[Opening Supplied data section]

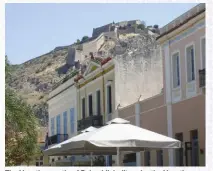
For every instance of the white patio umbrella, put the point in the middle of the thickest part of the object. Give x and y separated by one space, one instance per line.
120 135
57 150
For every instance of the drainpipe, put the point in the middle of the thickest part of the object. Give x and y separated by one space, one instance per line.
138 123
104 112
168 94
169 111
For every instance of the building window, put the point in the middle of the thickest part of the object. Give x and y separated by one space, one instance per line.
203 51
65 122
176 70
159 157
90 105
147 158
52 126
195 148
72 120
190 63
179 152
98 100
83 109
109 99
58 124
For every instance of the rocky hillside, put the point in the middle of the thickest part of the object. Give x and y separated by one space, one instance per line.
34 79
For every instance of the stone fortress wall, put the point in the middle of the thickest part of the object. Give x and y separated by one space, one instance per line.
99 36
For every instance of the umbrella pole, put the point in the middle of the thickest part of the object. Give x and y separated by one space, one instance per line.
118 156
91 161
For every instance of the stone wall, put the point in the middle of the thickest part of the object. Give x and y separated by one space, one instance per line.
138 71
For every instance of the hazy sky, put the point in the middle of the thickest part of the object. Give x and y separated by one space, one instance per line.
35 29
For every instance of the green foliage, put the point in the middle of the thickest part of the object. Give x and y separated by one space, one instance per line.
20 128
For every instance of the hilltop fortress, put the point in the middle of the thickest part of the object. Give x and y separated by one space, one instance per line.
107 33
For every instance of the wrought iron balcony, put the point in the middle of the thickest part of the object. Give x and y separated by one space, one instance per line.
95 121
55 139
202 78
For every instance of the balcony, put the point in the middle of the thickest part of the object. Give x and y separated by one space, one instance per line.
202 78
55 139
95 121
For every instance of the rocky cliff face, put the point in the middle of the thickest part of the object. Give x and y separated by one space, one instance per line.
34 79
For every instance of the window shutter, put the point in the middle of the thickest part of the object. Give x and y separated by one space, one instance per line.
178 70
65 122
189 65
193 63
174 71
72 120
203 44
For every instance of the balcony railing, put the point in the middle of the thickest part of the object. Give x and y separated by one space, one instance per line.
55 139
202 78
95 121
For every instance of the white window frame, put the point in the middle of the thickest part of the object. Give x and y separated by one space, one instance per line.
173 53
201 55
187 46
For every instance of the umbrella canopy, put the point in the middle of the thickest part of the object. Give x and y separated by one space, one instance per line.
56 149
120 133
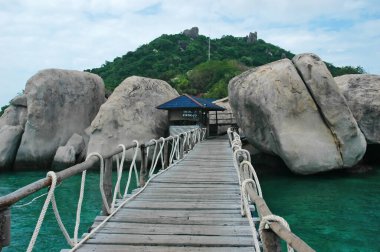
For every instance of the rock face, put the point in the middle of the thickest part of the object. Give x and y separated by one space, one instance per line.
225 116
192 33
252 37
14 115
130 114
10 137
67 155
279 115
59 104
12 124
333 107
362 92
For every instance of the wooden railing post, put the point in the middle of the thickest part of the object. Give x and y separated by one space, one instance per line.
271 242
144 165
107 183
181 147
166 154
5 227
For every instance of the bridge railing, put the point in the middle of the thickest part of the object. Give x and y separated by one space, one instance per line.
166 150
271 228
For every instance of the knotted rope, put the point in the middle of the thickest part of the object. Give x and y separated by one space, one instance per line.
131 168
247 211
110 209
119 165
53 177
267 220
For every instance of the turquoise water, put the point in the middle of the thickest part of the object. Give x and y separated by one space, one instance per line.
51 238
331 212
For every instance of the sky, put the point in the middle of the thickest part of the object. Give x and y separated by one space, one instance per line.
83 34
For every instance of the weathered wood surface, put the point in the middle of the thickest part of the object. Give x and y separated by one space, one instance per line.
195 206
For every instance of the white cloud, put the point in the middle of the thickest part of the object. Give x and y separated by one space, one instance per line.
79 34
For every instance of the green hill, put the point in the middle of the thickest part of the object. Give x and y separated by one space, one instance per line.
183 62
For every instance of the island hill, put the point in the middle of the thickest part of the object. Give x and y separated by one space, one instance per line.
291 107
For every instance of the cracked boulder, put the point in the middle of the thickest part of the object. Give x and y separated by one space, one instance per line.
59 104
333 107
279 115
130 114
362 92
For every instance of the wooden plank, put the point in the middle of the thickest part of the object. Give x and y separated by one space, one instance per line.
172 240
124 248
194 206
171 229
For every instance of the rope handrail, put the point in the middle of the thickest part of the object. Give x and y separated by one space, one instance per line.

[Closing Supplied data section]

• Work request
The copy should match the records above exactly, except that pictures are dropped.

• Solution to this exercise
For every instance of the white patio umbrella, put the point in the middle of the thickest part of the object. Give x and y separated by one space, one instance per line.
120 135
57 150
For every instance of the drainpipe, put the point in the middle of the thickest part of the object. Give x and y separated by one space, one instance per line.
138 123
104 112
168 94
169 111
For every instance of the building window, put the point in the middle of the thickest part of the object. Give x and y separated by one space, one instance per line.
203 51
65 122
176 70
159 157
90 105
147 158
52 126
195 148
72 120
190 63
179 152
98 100
83 109
109 99
58 124
For every instance of the rocky hillside, put the point in the middle of the thickest part of the object. Give x and y separated by one space, one instance per line.
34 79
For every instance of the stone fortress wall, put the point in the middle of the thickest part of the object. Give x and y separated by one space, one instance per line.
99 36
For every instance of the umbrella pole, put the point in the middle of the thickest part of the object. Give x and y separated by one space, one instance per line.
118 156
91 161
For every instance of the stone wall, put the point in the middle of the thickest part of the object. Give x and y separated by one space, one instance per line.
138 71
For every instance of the hazy sky, put the point in the middle of the thickest part of the object. Give x and y separated by one space, one instance per line.
35 29
For every instance of the green foliage, put the point in the middle of the thickest part of the object. Give x and y separated by one space, one instance per line.
20 128
For every instance of the hilltop fortress, put the point in the middle of the thickest part of the object. Give x and y separated by one space, one instance per line.
107 33
For every instance of the wrought iron balcony, put the point in the middle of the thickest part of the object. Give x and y separated by one space, one instance per line.
95 121
55 139
202 78
For every instance of the balcony, put the point in the middle of the thickest part of the object. Give x and y separated by one space, one instance per line.
202 78
55 139
95 121
For every instance of the rocky cliff face, put the point in the middle of the thickest part of the object. Give x and y separated by one space, one instance per line.
34 79
For every instance of the window shutter, put the point in the middle of the thickest part of the object. Give x and y separated by one space, one instance per line.
178 70
65 122
189 65
193 63
174 71
72 120
203 44
For every instance of the balcony railing, put the point in the middle of the thickest part of the object. Give x and y separated by one space, one instance per line.
55 139
202 78
95 121
For every instance of the white window frame, put the point in the middle of the thickest part of the object. Give x and y separated by one space, one instance per line.
173 53
201 55
187 46
For every instance of the umbrella canopy, put the point in the middle of the thickest part of the object. Give x and y separated by one space, one instance per line.
56 149
120 133
For every instance of the rock face, put the point in the middle of the thickest part of the object. Give x and y separated by one space, one instance per line.
225 116
192 33
252 37
14 115
130 114
10 137
67 155
279 115
59 104
12 124
333 107
362 92
For every instance of the wooden railing post, put the point in the middle of the thickest part of the object. Give x and y separated by one space, one instance per line.
271 242
144 165
107 183
181 147
166 154
5 227
For every instance of the bridge railing, put the point in the middle of the thickest part of the object. Give x and y separated by one space, one instance per line.
166 150
271 228
For every instance of the knotted rope, put the point in the middle of the thickest part of the object. Give x and y separated by one space, one instance per line.
131 168
247 211
110 209
119 165
53 177
267 220
For every instance of the turquoise water, put the point in the middle of the thickest part of the object. Give x and y separated by one space, one instance per line.
51 238
331 212
For every instance of the sky, put the point in the middle of the thickest part of the object. Give x and y separated by one space, one instance per line.
83 34
For every instance of the weathered wood surface, put the point in the middle of the thickest part of the object. Give x and y separated by one space, one instance per line.
195 206
For every instance of the white cloud, put the point in the middle of the thickest part of the object. Give x and y separated by one space, one instance per line.
79 34
For every instance of the green hill, put the point in the middle of the thickest part of the object. Give x and y separated by one space, one instance per line.
183 62
For every instance of the island hill, put the point in the middle of the thickest part of the object. Give x and y separated by one space, one instance per line.
291 107
For every instance of the cracked boulder, put the point in the middle of the thickest part of the object. Give x and y separated by one space, one instance per line.
59 104
333 107
279 115
130 114
362 92
For every instance of the wooden plank, put the point in the middle of the thickest part of the object. Give x and y separated by one space, one instance per line.
172 240
124 248
194 206
171 229
For every instance of the rope handrail, put the point in the middle of the thickest part of the object. Give x and y separated by one space, one instance per line.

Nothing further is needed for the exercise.